DAFTAR TUGAS:
**1)** Tukar "kelurahan" dengan "kecamatan" dalam cerita tentang Anggi's School, lalu tulis ulang bagiannya mulai dari "Motorku memasuki kawasan" sampai dengan "pasar dan apartemen.", termasuk kata-kata terakhir itu.
**2)** Tulis ulang secara lebih ringkas paragraf dalam cerita tentang Anggi's School yang diawali "Motorku memasuki kawasan", dengan tetap mempertahankan fakta utamanya.
**3)** Teruskan cerita tentang Anggi's School mulai setelah kalimat terakhirnya.

KUTIPAN SUMBER:
>>>>

Jumat, 26 Desember 2014

Anggi’s School

Anggi’s School
“Kamu mau nggak nyumbang buku untuk anak-anak jalanan?” “Buku?” “Buku apaan?” “Enggak, kita-kita ini sedang siap-siap cari duwit untuk beliin mereka buku pelajaran, kami ngajarin mereka baca dulu, karena sekarang masuk sd aja harus udah bisa baca”.
“Dimana itu?” “Dikawasan menteng atas”. “Aku ikut besok kalo kamu mau kesana”. Ok, “kamu jemput aku aja disini”.
Motorku memasuki kawasan kuburan nasrani dimenteng atas, kuburan tua yang masih terurus. Kami melewatinya seperti melewati sebuah pematang sawah yang besar, bedanya yang kami lewati adalah kuburan. Jalan kami akhirnya terhenti pada sebuah kelurahan, yap, kelurahan di menteng atas. Aku muter-muter dulu di seputar kawasan itu, ketika jalan aku teruskan, aku menemukan sebuah pasar yang rame banget, tidak begitu terlihat kawasan slum, kontras tapi, setelah kuburan langsung menyambung pasar dan apartemen.

<<<<

DATA TERCATAT:
>>>>

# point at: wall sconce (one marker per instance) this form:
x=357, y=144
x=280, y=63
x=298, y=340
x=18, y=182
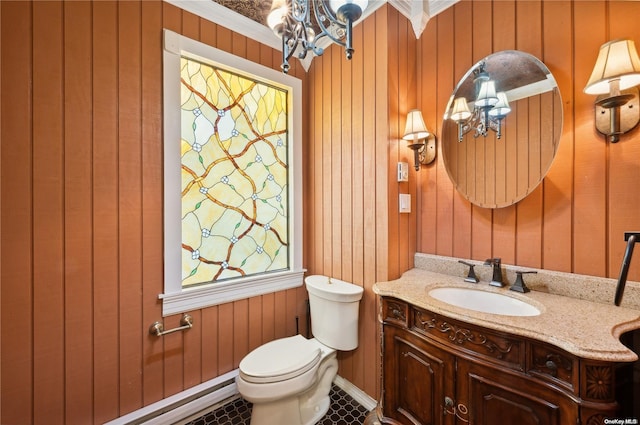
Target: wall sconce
x=615, y=77
x=489, y=108
x=421, y=140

<<<<

TUGAS TERJAWAB:
**1)**
Motorku memasuki kawasan kuburan nasrani dimenteng atas, kuburan tua yang masih terurus. Kami melewatinya seperti melewati sebuah pematang sawah yang besar, bedanya yang kami lewati adalah kuburan. Jalan kami akhirnya terhenti pada sebuah kecamatan, yap, kecamatan di menteng atas. Aku muter-muter dulu di seputar kawasan itu, ketika jalan aku teruskan, aku menemukan sebuah pasar yang rame banget, tidak begitu terlihat kawasan slum, kontras tapi, setelah kuburan langsung menyambung pasar dan apartemen.

**2)** Motorku masuk ke kuburan Nasrani tua yang masih terurus di Menteng Atas. Kami melintasinya seperti melewati pematang sawah yang besar, lalu berhenti di sebuah kelurahan di Menteng Atas. Setelah berkeliling di sekitar situ dan meneruskan jalan, aku menemukan pasar yang sangat ramai. Kawasan itu tidak begitu tampak kumuh, tetapi kontras karena kuburan langsung bersambung dengan pasar dan apartemen.

**3)**
Kujejakkan kaki di aula kelurahan. Anak-anak kecil sekitar berumur antara 3 tahun sampai 5 atau 6 tahun berjejal mengerumuni seorang cewek (yang kekuketahui namanya kemudian  dengan sebutan Jacky). Dia begitu luwes berhadapan dengan anak-anak kecil itu. Temenku  si Yudi memandang sambil senyam-senyum ke arah anak-anak, lalu menuju ke anak-anak lain yang kira-kira berumur antara 7 tahun sampai 11 tahun. Mereka sudah membawa kertas masing-masing. Oh ternyata mereka juga termasuk yang diajari.
Ibu-ibu duduk dengan agak (kalau boleh dibilang) rapi. Mereka melihat-lihat anak-anak mereka diajari. Ada yang memperhatikan anaknya, memperhatikan yang ngajar, ngrumpi, ngemil, marahin anaknya, wah pokoknya gak beraturan deh.tahu entah dari mana, tiba-tiba aja ada beberapa cewek yang membawa kertas untuk membuat origami, ada beberapa anak-anak yang tertarik, tapi lama-lama malah banyak ibu-ibu yang pindah ke meja tempat kertas untuk membuat origami.
Mereka anak-anak menteng atas. Orang tua mereka ada yang bekerja sebagai pemulung, pembantu, tukang ojek, jualan warung, ngemis, udahlah pokoknya beragam dan posisi mereka adalah penduduk ilegal yang berada kawasan kemiskinan nasional.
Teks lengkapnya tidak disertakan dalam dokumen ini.